DIRECTIONS FOR THIS TASK
From the data below, set down exactly the lines between the one holding "Each instance of the rocky" and the one holding "Each instance of the vehicle", inclusive, and no others.

PROVIDED MATERIAL
==*==
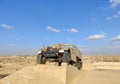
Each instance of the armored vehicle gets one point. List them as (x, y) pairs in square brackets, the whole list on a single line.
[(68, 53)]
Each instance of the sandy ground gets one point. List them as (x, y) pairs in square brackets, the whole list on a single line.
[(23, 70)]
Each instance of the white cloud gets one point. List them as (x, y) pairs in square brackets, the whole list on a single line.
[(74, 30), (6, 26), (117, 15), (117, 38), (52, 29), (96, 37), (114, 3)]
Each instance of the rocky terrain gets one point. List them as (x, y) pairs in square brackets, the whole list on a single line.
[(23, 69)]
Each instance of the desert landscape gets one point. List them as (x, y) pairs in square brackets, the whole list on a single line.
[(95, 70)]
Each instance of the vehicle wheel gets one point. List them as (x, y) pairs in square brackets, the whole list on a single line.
==*==
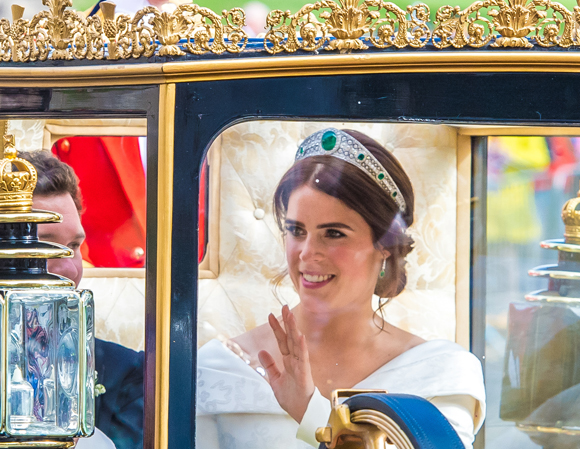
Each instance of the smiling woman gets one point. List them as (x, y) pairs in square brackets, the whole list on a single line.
==*==
TASK RESULT
Each instance of the rocky terrain gets one point. List them as (x, y) pairs in square brackets, the whole list on a single line.
[(23, 69)]
Each instance of the desert landscape gets one point. List them as (x, y) pairs in square brackets, the whole list on a single line.
[(95, 70)]
Each instance of the vehicle wheel gets one point. List them as (x, y) pairs in square brackets, the whole list on a single line.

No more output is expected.